Record set =
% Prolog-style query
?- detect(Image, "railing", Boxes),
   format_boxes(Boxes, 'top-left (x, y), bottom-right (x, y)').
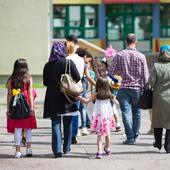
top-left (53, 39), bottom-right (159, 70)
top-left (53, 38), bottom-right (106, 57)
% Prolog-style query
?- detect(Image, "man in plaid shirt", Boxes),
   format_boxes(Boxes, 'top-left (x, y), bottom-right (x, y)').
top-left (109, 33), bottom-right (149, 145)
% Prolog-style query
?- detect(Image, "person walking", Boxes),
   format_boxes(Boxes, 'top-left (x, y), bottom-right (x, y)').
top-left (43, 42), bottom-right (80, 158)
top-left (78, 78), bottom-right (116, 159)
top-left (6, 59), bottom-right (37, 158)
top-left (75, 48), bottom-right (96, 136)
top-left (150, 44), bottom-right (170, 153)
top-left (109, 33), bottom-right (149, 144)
--
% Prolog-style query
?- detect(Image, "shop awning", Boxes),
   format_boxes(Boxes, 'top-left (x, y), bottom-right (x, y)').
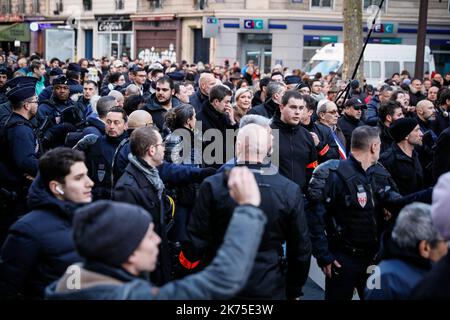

Problem statement =
Pull each line containing the word "detect" out of the data above.

Answer to the exercise =
?- detect(Image, "railing", Boxes),
?- detect(Image, "man in plaid shirt", Boxes),
?- detect(Image, "person walking", Boxes),
?- detect(Image, "shop awning", Boxes),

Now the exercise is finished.